What this task involves:
Would you please copy every line below that includes the string "cabinet"?
┄┄┄┄┄┄┄┄┄┄
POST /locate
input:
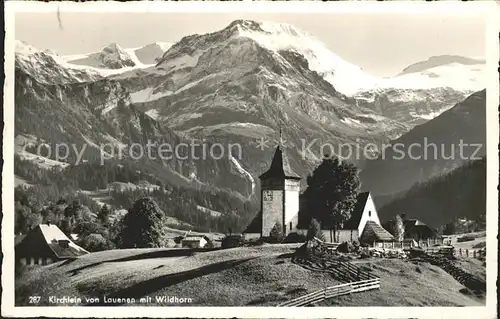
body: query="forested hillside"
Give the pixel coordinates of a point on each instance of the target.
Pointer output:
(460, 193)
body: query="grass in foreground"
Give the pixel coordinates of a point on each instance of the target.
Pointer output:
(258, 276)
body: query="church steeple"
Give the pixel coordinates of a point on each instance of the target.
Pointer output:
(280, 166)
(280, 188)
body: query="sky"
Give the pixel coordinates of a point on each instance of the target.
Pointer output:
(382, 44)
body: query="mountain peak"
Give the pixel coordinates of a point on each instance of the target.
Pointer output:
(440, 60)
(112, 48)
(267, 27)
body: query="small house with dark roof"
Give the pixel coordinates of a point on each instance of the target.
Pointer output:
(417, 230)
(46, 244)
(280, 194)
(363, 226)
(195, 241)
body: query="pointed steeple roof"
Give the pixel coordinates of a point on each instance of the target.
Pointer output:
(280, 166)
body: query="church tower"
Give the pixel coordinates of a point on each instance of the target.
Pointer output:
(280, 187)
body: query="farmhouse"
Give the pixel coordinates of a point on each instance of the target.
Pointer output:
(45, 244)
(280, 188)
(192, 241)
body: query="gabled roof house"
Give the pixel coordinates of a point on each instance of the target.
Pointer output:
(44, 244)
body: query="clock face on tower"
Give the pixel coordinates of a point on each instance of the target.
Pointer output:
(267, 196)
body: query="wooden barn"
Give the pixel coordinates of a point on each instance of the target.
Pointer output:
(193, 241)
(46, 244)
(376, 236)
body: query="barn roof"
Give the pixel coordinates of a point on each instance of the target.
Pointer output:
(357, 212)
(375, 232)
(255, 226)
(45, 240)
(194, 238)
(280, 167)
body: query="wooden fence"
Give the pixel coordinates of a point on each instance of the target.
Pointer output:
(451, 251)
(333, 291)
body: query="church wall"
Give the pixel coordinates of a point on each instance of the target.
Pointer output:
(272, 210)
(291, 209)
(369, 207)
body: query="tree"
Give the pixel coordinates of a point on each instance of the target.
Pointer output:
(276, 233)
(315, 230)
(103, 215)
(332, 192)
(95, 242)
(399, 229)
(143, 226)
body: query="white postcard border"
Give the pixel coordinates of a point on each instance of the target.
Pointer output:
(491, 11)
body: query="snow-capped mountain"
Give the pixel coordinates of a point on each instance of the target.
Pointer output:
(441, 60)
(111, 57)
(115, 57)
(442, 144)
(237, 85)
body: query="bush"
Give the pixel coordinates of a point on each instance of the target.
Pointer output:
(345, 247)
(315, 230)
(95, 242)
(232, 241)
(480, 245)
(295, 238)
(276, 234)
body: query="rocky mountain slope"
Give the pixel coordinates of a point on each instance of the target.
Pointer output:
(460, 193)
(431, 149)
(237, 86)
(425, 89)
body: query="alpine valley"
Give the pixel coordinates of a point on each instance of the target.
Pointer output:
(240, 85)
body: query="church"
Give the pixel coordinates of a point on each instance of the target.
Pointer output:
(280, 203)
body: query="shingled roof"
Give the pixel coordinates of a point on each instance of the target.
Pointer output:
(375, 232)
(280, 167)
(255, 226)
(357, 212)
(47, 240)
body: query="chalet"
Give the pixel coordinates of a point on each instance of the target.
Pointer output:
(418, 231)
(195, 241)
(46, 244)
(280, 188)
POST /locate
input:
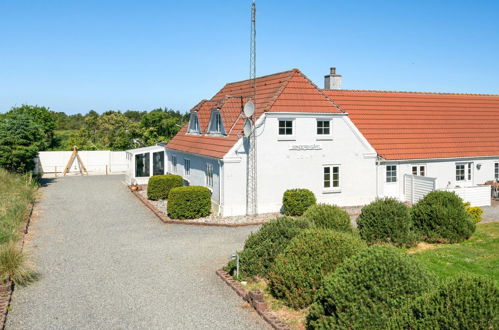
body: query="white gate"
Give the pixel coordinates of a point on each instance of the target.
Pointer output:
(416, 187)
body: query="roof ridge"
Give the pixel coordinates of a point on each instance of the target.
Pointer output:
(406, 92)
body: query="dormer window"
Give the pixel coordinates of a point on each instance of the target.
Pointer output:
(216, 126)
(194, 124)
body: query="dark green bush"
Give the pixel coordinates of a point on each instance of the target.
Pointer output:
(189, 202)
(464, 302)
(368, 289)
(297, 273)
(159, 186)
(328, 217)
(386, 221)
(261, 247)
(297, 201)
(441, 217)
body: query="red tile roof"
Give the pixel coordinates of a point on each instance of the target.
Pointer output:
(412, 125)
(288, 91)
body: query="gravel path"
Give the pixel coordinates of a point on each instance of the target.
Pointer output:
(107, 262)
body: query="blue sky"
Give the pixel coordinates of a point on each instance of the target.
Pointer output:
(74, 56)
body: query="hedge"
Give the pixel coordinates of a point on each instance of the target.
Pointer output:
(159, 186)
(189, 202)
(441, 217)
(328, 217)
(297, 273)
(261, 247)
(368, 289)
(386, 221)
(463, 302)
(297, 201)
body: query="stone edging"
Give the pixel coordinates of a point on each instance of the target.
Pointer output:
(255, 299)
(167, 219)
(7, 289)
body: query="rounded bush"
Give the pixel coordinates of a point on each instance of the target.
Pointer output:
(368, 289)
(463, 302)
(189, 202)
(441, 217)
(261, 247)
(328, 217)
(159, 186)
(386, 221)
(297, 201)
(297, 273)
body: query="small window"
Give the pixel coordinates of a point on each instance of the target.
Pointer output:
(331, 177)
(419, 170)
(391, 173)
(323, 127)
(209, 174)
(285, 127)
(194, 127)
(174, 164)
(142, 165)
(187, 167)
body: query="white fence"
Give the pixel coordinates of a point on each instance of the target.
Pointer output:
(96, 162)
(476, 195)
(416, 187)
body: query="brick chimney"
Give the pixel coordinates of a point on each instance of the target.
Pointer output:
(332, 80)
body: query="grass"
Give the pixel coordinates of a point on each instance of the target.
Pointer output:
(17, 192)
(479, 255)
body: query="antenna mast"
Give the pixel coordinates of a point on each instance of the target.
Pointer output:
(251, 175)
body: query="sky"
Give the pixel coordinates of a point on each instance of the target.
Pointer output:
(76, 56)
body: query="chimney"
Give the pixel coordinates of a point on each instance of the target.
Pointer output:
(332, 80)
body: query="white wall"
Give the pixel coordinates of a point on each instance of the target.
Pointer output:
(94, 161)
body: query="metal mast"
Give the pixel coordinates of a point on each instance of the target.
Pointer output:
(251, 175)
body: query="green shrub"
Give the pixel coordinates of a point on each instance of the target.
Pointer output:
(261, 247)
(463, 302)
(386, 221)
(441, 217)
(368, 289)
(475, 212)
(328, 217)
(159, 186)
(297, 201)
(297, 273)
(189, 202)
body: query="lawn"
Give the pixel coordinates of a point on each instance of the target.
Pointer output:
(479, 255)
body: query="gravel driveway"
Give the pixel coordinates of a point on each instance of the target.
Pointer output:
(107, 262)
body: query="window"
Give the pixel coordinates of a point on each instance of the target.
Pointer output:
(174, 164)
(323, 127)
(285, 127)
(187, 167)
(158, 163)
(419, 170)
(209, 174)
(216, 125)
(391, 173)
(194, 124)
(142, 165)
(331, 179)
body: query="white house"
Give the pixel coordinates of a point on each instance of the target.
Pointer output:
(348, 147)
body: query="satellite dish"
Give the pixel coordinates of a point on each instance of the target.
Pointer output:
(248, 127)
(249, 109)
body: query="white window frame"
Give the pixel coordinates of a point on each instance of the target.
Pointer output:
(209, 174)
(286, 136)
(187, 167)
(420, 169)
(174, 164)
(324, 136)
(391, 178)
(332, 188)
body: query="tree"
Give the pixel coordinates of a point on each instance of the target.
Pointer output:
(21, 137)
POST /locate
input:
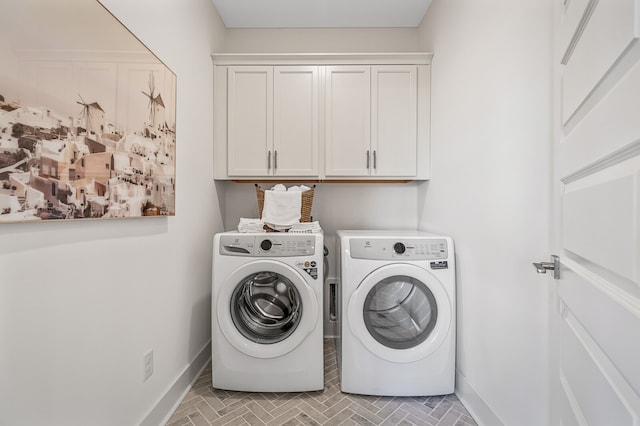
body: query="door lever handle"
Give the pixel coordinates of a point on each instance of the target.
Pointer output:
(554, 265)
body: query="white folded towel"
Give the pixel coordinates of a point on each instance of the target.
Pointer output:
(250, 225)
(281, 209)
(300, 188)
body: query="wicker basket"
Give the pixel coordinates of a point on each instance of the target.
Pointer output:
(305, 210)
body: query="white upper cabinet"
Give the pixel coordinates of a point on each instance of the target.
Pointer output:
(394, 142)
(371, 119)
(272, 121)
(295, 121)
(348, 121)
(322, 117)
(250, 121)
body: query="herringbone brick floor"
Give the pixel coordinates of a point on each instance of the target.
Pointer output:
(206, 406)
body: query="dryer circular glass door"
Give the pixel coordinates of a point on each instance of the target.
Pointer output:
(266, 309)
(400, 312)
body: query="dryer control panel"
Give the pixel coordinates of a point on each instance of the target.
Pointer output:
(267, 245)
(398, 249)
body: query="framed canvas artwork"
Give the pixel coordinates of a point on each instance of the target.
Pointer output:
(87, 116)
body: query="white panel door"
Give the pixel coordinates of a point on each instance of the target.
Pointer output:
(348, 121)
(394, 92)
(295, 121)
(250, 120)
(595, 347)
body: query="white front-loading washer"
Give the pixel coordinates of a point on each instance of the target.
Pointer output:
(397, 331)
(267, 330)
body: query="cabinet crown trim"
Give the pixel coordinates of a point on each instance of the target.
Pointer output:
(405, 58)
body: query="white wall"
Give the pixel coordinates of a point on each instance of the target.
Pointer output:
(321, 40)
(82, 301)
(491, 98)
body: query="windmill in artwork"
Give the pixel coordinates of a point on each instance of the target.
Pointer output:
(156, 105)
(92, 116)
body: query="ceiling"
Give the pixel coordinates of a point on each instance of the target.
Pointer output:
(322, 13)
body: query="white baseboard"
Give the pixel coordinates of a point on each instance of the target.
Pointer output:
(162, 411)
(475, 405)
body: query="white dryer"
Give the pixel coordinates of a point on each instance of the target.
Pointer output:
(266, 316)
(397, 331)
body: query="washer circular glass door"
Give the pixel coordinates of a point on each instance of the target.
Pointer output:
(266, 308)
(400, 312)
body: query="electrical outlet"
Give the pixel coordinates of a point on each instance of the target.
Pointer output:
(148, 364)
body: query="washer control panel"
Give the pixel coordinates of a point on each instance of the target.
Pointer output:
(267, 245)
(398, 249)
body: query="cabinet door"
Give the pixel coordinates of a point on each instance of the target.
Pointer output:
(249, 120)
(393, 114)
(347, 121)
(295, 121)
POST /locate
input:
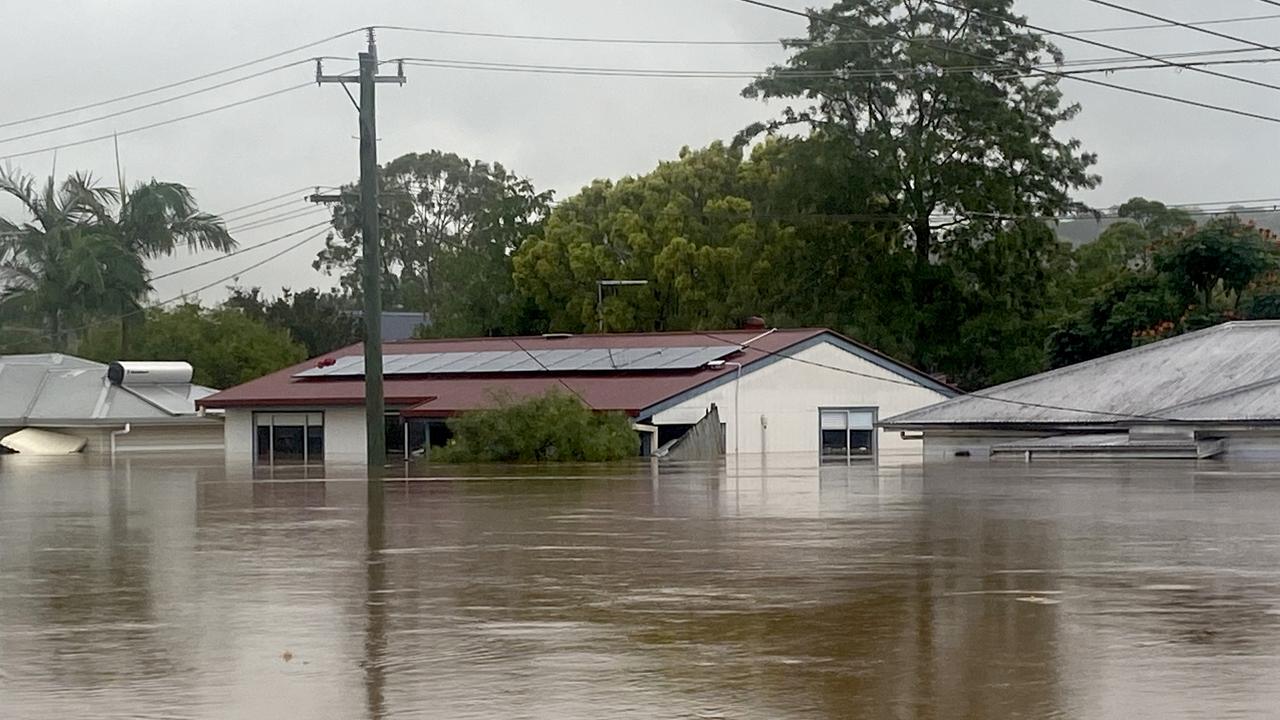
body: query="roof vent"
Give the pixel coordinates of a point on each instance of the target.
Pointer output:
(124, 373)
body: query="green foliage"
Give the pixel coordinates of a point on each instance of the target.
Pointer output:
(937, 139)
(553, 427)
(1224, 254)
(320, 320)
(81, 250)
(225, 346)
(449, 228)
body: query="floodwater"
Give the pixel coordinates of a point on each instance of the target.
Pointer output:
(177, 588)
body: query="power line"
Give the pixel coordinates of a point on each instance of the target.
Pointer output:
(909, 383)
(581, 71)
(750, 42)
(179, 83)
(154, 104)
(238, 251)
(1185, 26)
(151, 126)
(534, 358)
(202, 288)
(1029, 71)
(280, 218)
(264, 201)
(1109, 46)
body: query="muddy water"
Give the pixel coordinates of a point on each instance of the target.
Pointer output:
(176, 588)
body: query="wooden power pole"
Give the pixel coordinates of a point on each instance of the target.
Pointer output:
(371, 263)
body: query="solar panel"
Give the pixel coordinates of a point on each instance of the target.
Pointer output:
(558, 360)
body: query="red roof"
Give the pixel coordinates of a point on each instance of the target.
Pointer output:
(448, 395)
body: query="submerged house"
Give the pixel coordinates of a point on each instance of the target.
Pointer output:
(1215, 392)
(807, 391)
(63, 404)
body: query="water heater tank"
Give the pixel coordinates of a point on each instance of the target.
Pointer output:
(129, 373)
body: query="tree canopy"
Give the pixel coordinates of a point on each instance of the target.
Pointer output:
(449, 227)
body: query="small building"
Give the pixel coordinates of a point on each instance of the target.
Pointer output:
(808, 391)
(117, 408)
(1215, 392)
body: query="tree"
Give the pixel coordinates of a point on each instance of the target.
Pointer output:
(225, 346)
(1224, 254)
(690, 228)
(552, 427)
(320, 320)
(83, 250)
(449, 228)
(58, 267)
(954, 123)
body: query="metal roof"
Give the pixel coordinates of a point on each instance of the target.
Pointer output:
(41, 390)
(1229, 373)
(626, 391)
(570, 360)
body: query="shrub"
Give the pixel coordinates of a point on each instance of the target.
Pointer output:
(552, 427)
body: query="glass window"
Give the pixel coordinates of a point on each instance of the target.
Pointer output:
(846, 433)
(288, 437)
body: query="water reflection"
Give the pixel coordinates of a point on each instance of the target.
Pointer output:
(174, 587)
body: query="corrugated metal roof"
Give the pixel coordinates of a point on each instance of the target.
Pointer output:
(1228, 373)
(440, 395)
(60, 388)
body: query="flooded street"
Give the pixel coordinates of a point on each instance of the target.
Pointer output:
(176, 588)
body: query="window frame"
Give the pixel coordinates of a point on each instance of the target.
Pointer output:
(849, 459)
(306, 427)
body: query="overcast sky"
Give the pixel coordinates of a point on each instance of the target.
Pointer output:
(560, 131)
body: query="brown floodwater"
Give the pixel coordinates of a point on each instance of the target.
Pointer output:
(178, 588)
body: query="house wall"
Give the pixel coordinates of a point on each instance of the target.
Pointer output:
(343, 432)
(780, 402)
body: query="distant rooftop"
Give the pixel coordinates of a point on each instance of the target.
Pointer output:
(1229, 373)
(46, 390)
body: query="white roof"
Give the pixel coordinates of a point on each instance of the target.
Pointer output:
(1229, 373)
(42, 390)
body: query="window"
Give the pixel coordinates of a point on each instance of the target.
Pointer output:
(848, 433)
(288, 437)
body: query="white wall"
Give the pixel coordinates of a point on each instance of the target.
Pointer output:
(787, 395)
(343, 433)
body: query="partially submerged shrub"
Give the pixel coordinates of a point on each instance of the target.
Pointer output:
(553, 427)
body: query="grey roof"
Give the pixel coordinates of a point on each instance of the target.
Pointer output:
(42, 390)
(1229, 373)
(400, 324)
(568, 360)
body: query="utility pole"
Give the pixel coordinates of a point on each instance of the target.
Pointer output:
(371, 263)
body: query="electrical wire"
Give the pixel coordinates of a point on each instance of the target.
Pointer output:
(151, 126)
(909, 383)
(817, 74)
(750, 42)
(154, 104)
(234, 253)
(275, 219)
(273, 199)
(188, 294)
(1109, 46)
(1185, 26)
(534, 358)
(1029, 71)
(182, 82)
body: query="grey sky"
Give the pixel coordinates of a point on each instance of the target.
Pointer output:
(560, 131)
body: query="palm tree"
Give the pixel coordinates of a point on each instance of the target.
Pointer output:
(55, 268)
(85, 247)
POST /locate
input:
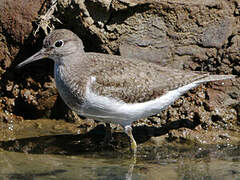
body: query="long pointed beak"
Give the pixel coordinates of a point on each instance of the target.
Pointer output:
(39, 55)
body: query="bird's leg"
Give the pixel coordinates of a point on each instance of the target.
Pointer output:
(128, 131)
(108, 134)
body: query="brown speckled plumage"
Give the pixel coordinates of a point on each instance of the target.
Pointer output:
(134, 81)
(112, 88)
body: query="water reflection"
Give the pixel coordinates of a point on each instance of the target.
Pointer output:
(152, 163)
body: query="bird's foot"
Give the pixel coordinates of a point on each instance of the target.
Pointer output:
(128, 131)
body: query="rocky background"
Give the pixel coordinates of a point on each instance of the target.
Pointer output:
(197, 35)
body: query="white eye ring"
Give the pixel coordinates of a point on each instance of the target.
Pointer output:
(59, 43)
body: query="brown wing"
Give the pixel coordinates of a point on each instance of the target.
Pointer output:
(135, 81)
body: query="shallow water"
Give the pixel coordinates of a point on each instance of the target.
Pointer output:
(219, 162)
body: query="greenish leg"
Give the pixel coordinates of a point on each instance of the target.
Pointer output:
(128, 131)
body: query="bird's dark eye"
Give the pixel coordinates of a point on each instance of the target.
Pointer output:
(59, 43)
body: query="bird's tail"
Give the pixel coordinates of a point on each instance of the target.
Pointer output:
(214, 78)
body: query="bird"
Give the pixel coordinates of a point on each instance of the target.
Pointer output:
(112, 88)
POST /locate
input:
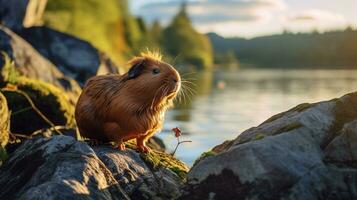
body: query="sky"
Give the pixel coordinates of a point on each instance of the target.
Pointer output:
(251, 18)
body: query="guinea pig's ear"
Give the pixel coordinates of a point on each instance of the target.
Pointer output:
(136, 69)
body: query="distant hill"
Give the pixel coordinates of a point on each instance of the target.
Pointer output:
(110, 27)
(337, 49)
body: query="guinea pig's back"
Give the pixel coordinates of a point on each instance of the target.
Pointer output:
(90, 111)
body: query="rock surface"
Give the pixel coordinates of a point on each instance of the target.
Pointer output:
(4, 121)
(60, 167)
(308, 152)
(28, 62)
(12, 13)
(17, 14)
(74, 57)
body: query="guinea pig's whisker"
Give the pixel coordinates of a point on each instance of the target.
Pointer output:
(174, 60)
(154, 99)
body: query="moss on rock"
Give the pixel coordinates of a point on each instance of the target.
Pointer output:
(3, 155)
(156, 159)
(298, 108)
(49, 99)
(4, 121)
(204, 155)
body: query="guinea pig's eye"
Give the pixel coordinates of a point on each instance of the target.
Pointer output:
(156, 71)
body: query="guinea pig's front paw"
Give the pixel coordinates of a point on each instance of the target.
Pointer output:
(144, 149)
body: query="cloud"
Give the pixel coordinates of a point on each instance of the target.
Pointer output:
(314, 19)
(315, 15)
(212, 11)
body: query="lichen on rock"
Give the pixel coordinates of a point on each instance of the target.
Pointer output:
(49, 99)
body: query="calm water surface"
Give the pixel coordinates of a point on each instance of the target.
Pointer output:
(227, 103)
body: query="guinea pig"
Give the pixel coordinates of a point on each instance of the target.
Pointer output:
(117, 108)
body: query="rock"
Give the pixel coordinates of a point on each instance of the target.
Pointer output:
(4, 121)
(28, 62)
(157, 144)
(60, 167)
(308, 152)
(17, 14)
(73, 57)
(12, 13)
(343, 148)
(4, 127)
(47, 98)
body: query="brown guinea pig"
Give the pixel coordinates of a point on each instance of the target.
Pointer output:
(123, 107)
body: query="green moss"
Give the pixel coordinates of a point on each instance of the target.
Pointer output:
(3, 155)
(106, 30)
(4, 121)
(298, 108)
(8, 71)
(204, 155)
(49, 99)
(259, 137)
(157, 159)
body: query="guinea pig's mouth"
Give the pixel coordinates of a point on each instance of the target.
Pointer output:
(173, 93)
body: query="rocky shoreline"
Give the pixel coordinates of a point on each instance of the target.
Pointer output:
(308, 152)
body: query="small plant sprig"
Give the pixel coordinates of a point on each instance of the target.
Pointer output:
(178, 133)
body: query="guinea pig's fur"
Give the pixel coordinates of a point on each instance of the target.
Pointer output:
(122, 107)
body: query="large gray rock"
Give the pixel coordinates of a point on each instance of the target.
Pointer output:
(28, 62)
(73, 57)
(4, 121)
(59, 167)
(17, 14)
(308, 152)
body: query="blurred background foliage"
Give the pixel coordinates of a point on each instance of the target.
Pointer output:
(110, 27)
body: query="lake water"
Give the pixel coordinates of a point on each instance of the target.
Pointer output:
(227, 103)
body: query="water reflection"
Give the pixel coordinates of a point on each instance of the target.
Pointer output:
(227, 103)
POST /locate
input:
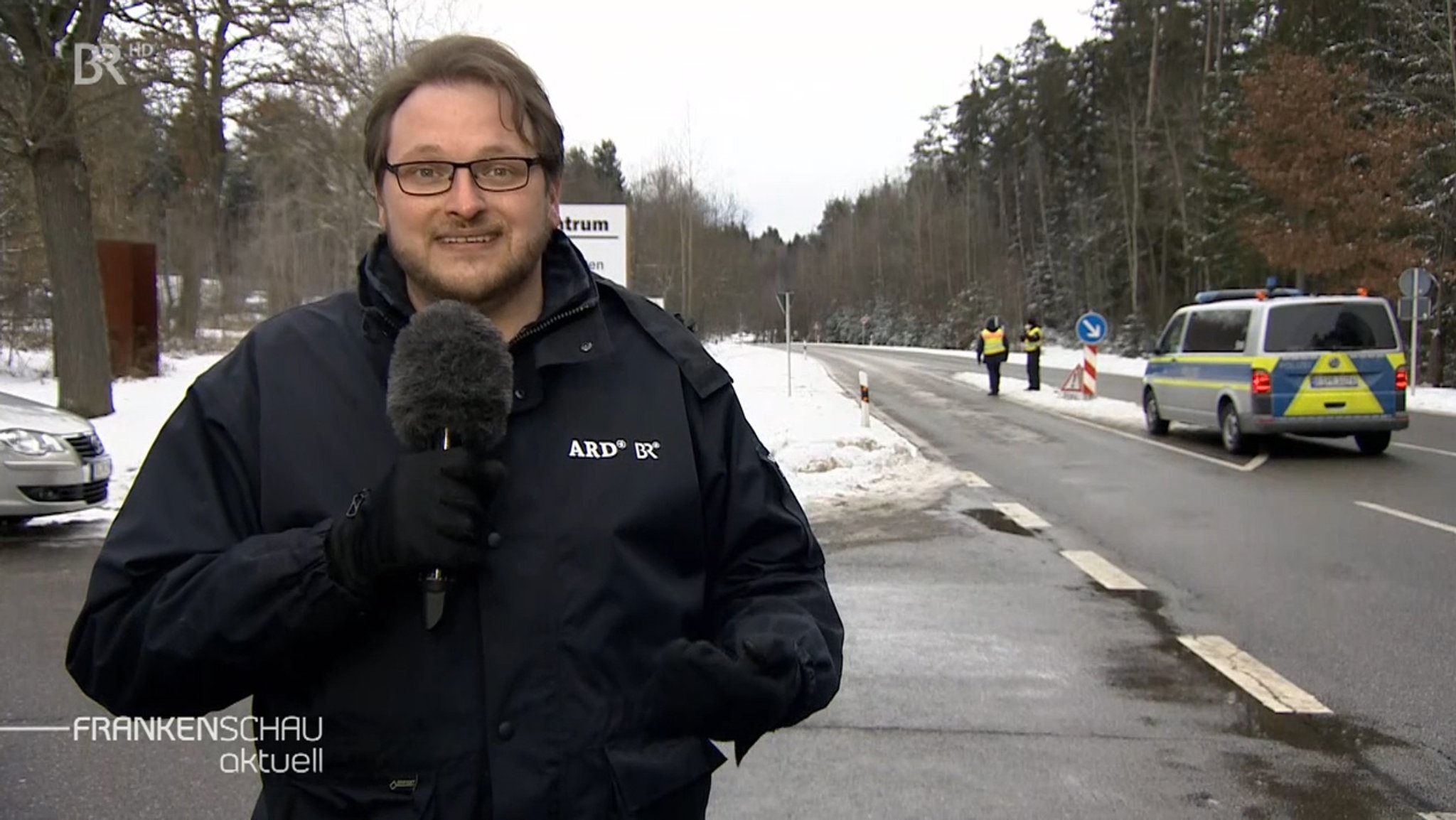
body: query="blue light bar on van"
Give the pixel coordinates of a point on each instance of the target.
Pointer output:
┄┄┄┄┄┄┄┄┄┄
Exercise output:
body: query="white upper cabinet"
body: query="cabinet crown trim"
body: query="cabinet door"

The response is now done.